| Task objective |
Please arrange the material below as a numbered list, skipping any blank lines and leaving out the pictures.

| Material |

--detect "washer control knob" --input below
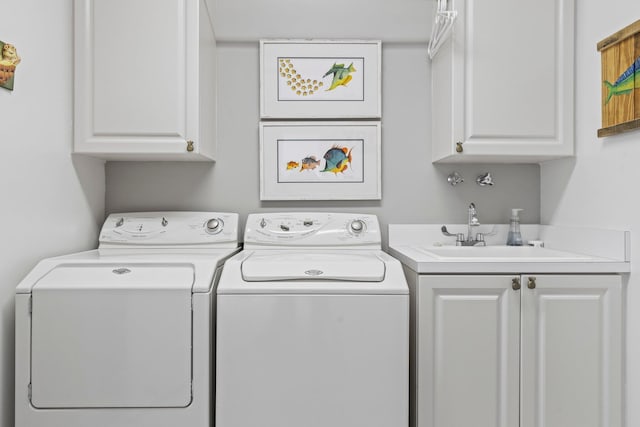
[205,218,224,234]
[349,219,365,234]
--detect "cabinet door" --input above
[417,275,520,427]
[520,275,622,427]
[74,0,215,160]
[432,0,574,163]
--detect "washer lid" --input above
[241,251,385,282]
[34,263,194,290]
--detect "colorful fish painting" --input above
[300,156,320,172]
[322,145,351,174]
[603,56,640,105]
[322,62,356,91]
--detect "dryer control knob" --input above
[205,218,224,234]
[349,219,365,234]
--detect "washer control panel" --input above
[244,212,381,248]
[100,212,238,247]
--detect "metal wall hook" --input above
[447,172,464,187]
[476,172,495,187]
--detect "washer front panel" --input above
[31,266,193,408]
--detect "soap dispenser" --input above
[507,209,522,246]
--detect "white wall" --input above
[0,0,104,427]
[106,41,540,246]
[540,0,640,426]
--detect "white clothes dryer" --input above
[216,212,409,427]
[15,212,239,427]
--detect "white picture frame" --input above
[260,40,382,119]
[260,121,382,200]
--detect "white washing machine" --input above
[216,213,409,427]
[15,212,239,427]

| Expected answer |
1. --detect "washer control knob" --input below
2. [205,218,224,234]
3. [349,219,365,234]
4. --detect "cabinet door" --input above
5. [417,275,520,427]
6. [520,275,622,427]
7. [74,0,215,160]
8. [432,0,574,163]
9. --detect "washer lid" --input above
10. [241,251,385,282]
11. [34,263,194,290]
12. --detect "colorful fish painting" --input above
13. [300,156,320,172]
14. [322,145,351,174]
15. [603,56,640,105]
16. [322,62,356,91]
17. --detect "dryer control knob" --input above
18. [205,218,224,234]
19. [349,219,365,234]
20. --detect "washer control panel" --input above
21. [244,212,381,248]
22. [100,212,238,247]
23. --detect "metal wall hook" --input above
24. [447,172,464,187]
25. [476,172,495,187]
26. --detect "washer front panel" --input above
27. [31,266,193,408]
28. --detect "soap dispenser" --input above
29. [507,209,522,246]
30. --detect "white wall" --input above
31. [0,0,104,427]
32. [106,41,540,246]
33. [540,0,640,426]
34. --detect "white clothes dryer" --input above
35. [216,212,409,427]
36. [15,212,239,427]
37. --detect "white picture frame" --input above
38. [260,40,382,119]
39. [260,121,382,200]
40. --detect "white washing machine" --input above
41. [216,213,409,427]
42. [15,212,239,427]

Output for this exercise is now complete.